--- START THE INPUT ---
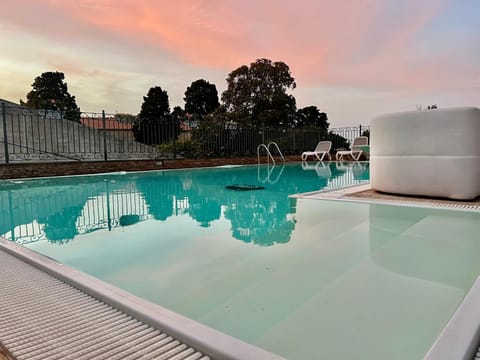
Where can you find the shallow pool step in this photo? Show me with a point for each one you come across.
(42, 317)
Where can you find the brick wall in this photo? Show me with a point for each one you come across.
(17, 171)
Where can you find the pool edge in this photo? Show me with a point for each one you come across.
(208, 340)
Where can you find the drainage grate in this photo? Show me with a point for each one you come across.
(42, 317)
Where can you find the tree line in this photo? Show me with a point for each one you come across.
(257, 96)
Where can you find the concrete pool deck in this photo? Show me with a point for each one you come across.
(460, 339)
(362, 194)
(48, 310)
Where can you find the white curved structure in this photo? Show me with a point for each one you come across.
(427, 153)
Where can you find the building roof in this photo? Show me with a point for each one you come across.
(110, 124)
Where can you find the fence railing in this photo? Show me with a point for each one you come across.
(39, 135)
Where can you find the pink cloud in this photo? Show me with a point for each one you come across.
(368, 43)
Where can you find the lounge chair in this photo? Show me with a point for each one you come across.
(355, 151)
(322, 169)
(322, 150)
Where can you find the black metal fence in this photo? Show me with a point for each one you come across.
(39, 135)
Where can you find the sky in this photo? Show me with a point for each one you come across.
(353, 59)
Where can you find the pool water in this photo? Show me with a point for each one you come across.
(302, 278)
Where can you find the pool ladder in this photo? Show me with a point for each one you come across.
(271, 177)
(272, 144)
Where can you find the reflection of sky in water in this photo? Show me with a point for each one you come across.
(385, 278)
(61, 209)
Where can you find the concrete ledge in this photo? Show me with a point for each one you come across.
(203, 338)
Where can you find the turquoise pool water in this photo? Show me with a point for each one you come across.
(302, 278)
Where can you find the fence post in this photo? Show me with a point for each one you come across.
(5, 137)
(104, 136)
(174, 131)
(294, 141)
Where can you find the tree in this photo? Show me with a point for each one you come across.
(178, 114)
(154, 125)
(50, 92)
(201, 98)
(125, 118)
(257, 94)
(311, 116)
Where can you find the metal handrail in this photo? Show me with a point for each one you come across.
(268, 152)
(275, 145)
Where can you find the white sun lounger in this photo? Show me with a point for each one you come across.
(355, 151)
(322, 150)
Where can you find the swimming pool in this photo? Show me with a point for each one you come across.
(293, 276)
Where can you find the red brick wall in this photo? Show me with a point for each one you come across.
(16, 171)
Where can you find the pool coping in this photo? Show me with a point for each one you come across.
(460, 338)
(196, 335)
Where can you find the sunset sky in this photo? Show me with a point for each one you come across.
(353, 59)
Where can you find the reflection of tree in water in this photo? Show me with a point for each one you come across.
(61, 227)
(261, 220)
(159, 193)
(204, 211)
(260, 217)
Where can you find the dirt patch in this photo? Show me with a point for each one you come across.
(31, 170)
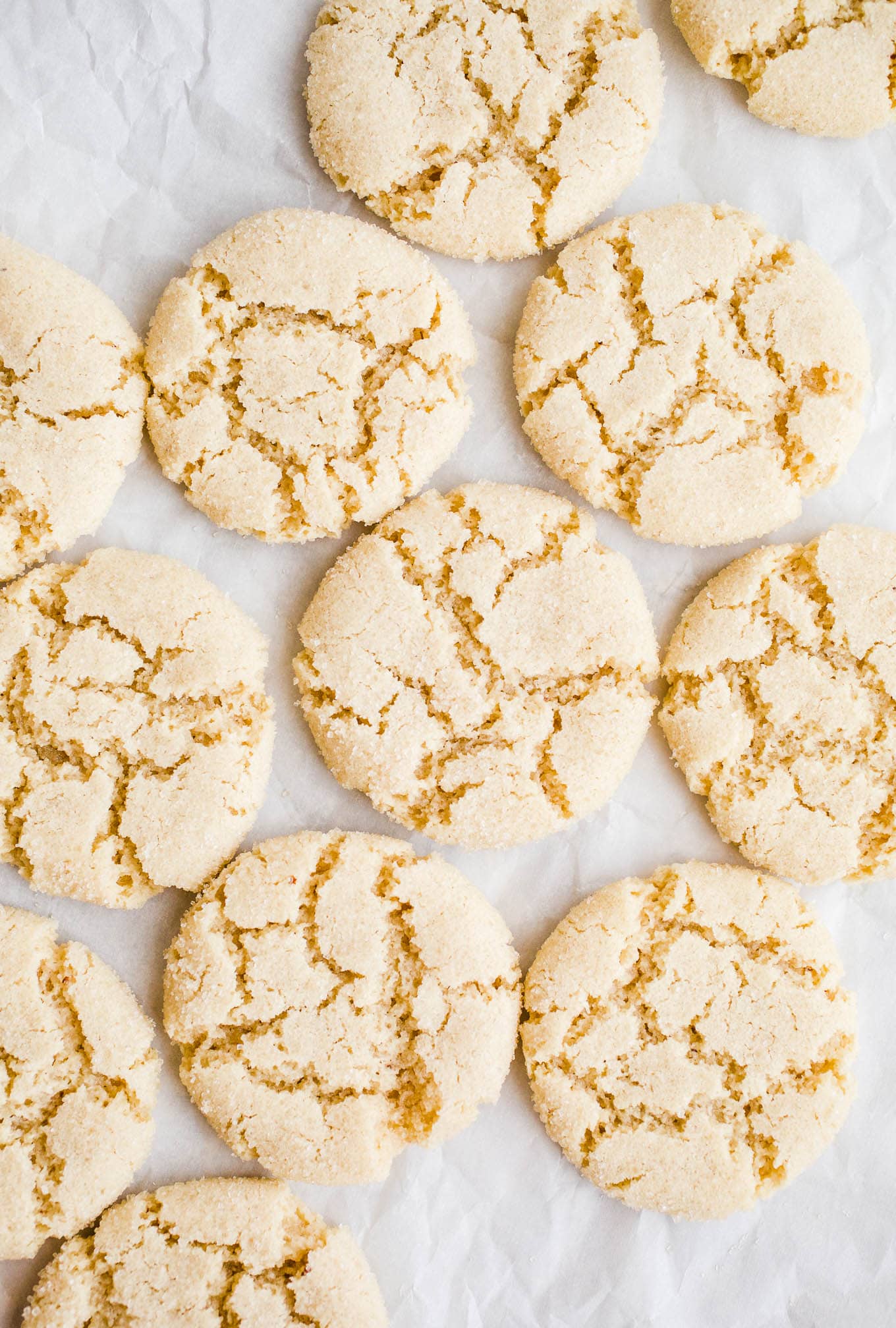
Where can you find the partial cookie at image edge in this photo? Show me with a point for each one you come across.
(80, 1084)
(136, 732)
(692, 374)
(484, 130)
(781, 704)
(831, 77)
(218, 1248)
(686, 1039)
(72, 396)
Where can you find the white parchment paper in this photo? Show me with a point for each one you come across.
(130, 133)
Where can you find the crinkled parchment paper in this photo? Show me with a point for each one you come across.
(130, 133)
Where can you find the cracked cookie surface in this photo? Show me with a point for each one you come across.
(307, 374)
(72, 395)
(336, 998)
(782, 704)
(686, 1039)
(480, 666)
(211, 1254)
(821, 67)
(692, 374)
(134, 729)
(484, 128)
(77, 1084)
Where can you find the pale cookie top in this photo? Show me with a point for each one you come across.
(307, 374)
(480, 666)
(336, 998)
(688, 1041)
(821, 67)
(484, 128)
(782, 704)
(72, 393)
(77, 1084)
(134, 729)
(209, 1254)
(692, 374)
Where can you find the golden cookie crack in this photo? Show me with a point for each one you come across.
(399, 1072)
(771, 750)
(748, 67)
(413, 198)
(348, 469)
(655, 939)
(636, 452)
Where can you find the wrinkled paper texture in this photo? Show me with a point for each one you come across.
(133, 132)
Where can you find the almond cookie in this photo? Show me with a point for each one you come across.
(336, 998)
(480, 666)
(209, 1254)
(307, 374)
(824, 67)
(692, 374)
(134, 729)
(484, 128)
(686, 1039)
(782, 704)
(72, 395)
(78, 1082)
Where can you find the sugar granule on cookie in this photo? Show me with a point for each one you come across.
(213, 1253)
(692, 374)
(134, 728)
(72, 395)
(307, 372)
(480, 666)
(781, 708)
(824, 68)
(688, 1040)
(336, 998)
(484, 128)
(78, 1080)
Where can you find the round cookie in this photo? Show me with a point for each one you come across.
(782, 704)
(824, 68)
(77, 1080)
(484, 128)
(692, 374)
(686, 1039)
(72, 395)
(211, 1253)
(480, 666)
(134, 729)
(336, 998)
(307, 374)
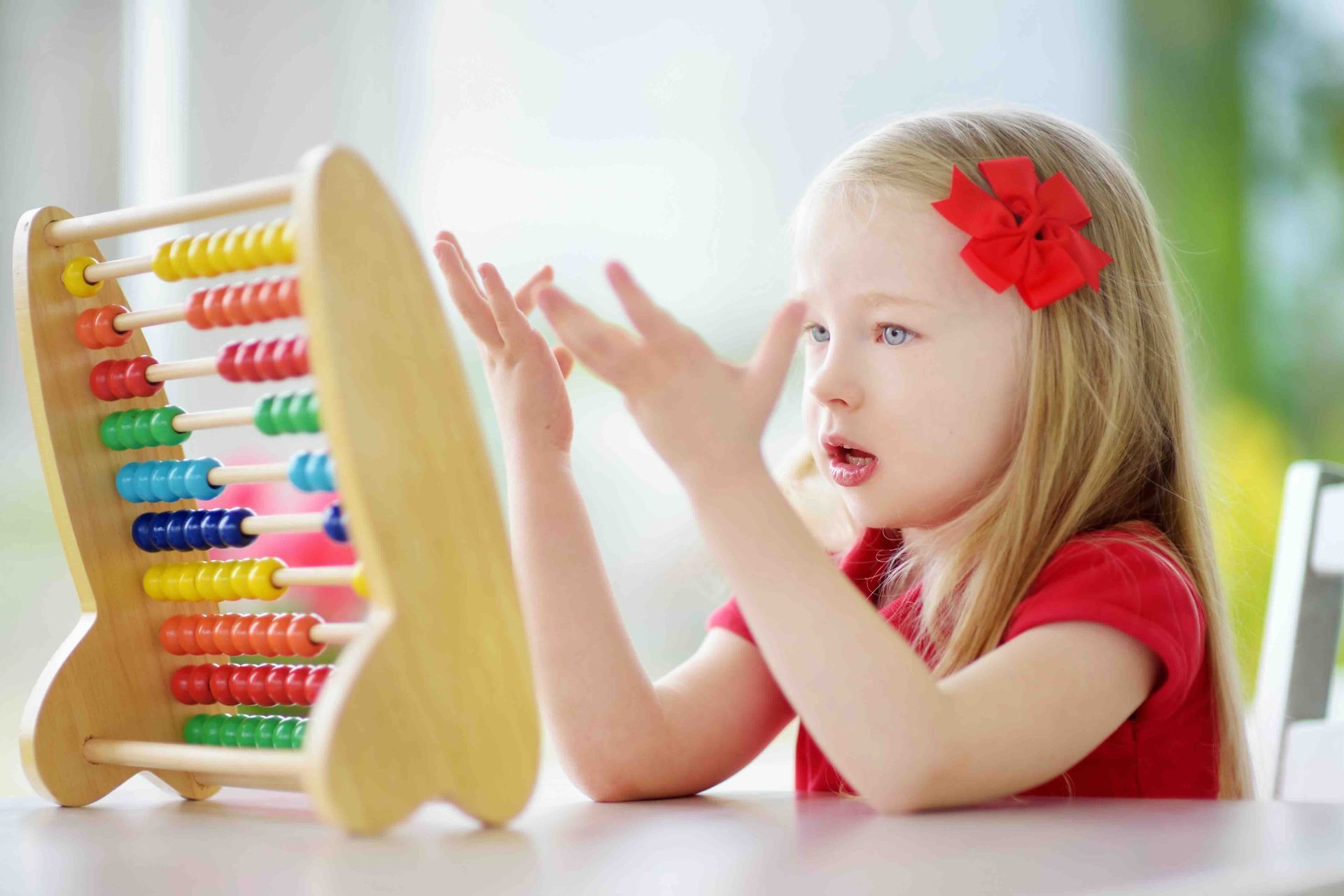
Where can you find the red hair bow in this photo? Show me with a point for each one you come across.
(1025, 234)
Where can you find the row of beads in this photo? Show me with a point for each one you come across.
(226, 250)
(141, 428)
(255, 360)
(217, 729)
(264, 684)
(191, 530)
(214, 580)
(235, 634)
(288, 413)
(242, 304)
(120, 379)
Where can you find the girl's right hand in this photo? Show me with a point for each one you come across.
(526, 377)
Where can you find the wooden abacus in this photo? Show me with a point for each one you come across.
(432, 695)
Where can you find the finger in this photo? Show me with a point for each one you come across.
(452, 238)
(654, 323)
(507, 315)
(526, 298)
(565, 358)
(771, 363)
(604, 348)
(468, 300)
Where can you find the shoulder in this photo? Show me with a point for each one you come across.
(1128, 578)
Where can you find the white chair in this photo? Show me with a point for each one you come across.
(1298, 748)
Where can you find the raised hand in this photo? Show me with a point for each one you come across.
(524, 375)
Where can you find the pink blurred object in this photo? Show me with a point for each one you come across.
--- END THE INPUT ---
» EXERCISE PROMPT:
Write out the material above once more, exactly as it reads, with no pictures.

» OUTPUT BELOW:
Where can you find the shallow pool step in this photo? Show me with a point for each one you come across.
(42, 317)
Where can you find the brick wall in this photo? Show me with a point for each one you come across.
(17, 171)
Where can you find the pool edge in this photo? Show me with a point for each one you come across.
(208, 340)
Where can you find the drainage grate in this photo? Show me with a point for each one you come across.
(42, 317)
Where can you find the tree line in this photo? Show me with a point for each one you come across.
(257, 96)
Where can you find the concrete pool deck in this photo? Show me with a point for each one you come across.
(460, 339)
(362, 194)
(48, 310)
Where can you find the white curved structure in this photo? Show me with a point for each one you come across.
(427, 153)
Where can you find the building roof in this photo? Show me with a point for each one you come across.
(110, 124)
Where can you find the fence railing in this photo? Show me with a point for each one you come across.
(39, 135)
Where can you find the pink cloud in this photo? Show me with a point for each one you come across.
(368, 43)
Where can you find the lounge chair in this photo? Show me with a point for each one you come across.
(355, 151)
(322, 169)
(322, 150)
Where can you find the black metal fence in this photo? Show me with a point for each one you come across.
(39, 135)
Where can you find the sky in this photo? Show me with a point for each one you come across.
(353, 59)
Where can you find the pool water in this photo? Show me with a point for each one you come across.
(302, 278)
Where can you find the pool ladder in this photo? Show me with a point for each one you come across.
(271, 177)
(272, 144)
Where can you find the reflection of sky in water in this photo? Show me with a point for each one you come across.
(385, 278)
(61, 209)
Where can you find the concrete ledge in this photo? Show me with a point for each one you come across.
(203, 338)
Where can you find the turquoise pool water in this photo? Show me with a point for each one you come across.
(302, 278)
Where can you find the fence post in this photo? Show me with a point for each one you come across.
(5, 137)
(104, 136)
(174, 131)
(294, 141)
Where can you find the tree in this photo? Show me with a point for each one you come across.
(178, 114)
(154, 125)
(50, 92)
(201, 98)
(125, 118)
(257, 94)
(311, 116)
Where can you find the metal handrail in this photo? Show me with a point for each one you come across.
(268, 152)
(275, 145)
Where can you find the white sun lounger in this photo? Show me with a point for each one you come across.
(355, 151)
(322, 150)
Where can you find the swimming pool in this photo? Show me with a point for each one you come across.
(293, 276)
Where can you find the red brick wall in this photo? Show me with a point for each one you come across.
(16, 171)
Where can you find the pool coping in this photo? Show me with a point for each one you come across.
(460, 338)
(196, 335)
Where can you find the sunset sky in this photo? Show me with a point for each one you come across.
(353, 59)
Where can you find the reflection of tree in water in this photo? Show me with a point for each one you come across.
(61, 227)
(261, 220)
(159, 193)
(204, 211)
(260, 217)
Where can you find the dirt patch in this photo? Show me with a point for each one you come across.
(31, 170)
Where can you find the partial cookie at image edge in this photo? Show me with a point for each one you come across.
(80, 1084)
(136, 732)
(692, 374)
(484, 130)
(781, 704)
(831, 77)
(218, 1248)
(686, 1039)
(72, 396)
Where can you find the white parchment paper in this photo? Show me with a point for each one you come across.
(130, 133)
Where can you find the crinkled parchment paper in this photo? Show me with a point for each one you come across.
(130, 133)
Where can you find the cracked cookie surface in this photo? Show me with a point for each one you come across.
(307, 374)
(72, 395)
(336, 998)
(782, 704)
(686, 1039)
(480, 666)
(211, 1254)
(821, 67)
(692, 374)
(134, 729)
(484, 128)
(77, 1084)
Where can you find the pale cookie top in this photo? Show me with a point for each one you come across.
(307, 374)
(480, 666)
(336, 998)
(688, 1041)
(821, 67)
(484, 128)
(782, 704)
(72, 393)
(77, 1084)
(134, 729)
(209, 1254)
(692, 374)
Where can you find the golden cookie crack in this photo? Show me with a point for each one you come across.
(399, 1072)
(771, 750)
(748, 67)
(413, 198)
(348, 469)
(655, 939)
(636, 452)
Where can you find the wrinkled paper texture in this photo? Show me with a point for each one you come across.
(133, 132)
Where can you find the almond cookie in this photo? Show me with a point for each one you come across.
(336, 998)
(480, 666)
(209, 1254)
(307, 374)
(824, 67)
(692, 374)
(134, 729)
(484, 128)
(686, 1039)
(782, 704)
(72, 395)
(78, 1082)
Where can you find the sugar granule on cookie in this photo? Show me with a point for each one you come across.
(213, 1253)
(692, 374)
(134, 728)
(72, 395)
(307, 372)
(480, 666)
(781, 708)
(824, 68)
(688, 1040)
(336, 998)
(484, 128)
(78, 1080)
Where can you find the round cookie in this photo? Show me with a point for each one you come across.
(782, 704)
(824, 68)
(77, 1080)
(484, 128)
(692, 374)
(686, 1039)
(72, 395)
(211, 1253)
(480, 666)
(134, 729)
(336, 998)
(307, 374)
Where can you find the red hair bow in this photo? Show me with a point for each one you come across.
(1025, 234)
Where can you find the row of beads in this photo? Show me with a point for each one you come across.
(226, 250)
(141, 428)
(255, 360)
(217, 729)
(264, 684)
(191, 530)
(214, 580)
(235, 634)
(288, 413)
(242, 304)
(120, 379)
Where can you find the girl's right hand in this photo? Show me with a point for each one you come across.
(526, 377)
Where can you find the wooden abacus in this photo? Show me with a point for each one you come across.
(432, 695)
Where can you find the finger in this photo? Show me with a point for each one you come across.
(452, 238)
(654, 323)
(507, 315)
(526, 298)
(565, 358)
(771, 363)
(604, 348)
(468, 300)
Where can you find the shoulder in this photo? Show me with a point for each one you come across.
(1128, 578)
Where can you find the white chair in this photo? Show me with a point for each one you come across.
(1298, 748)
Where can you find the raised hand in this photo? Show me with a point for each one you come across.
(524, 375)
Where can you find the pink blurred object in this photo? Show me with a point for each one you come across.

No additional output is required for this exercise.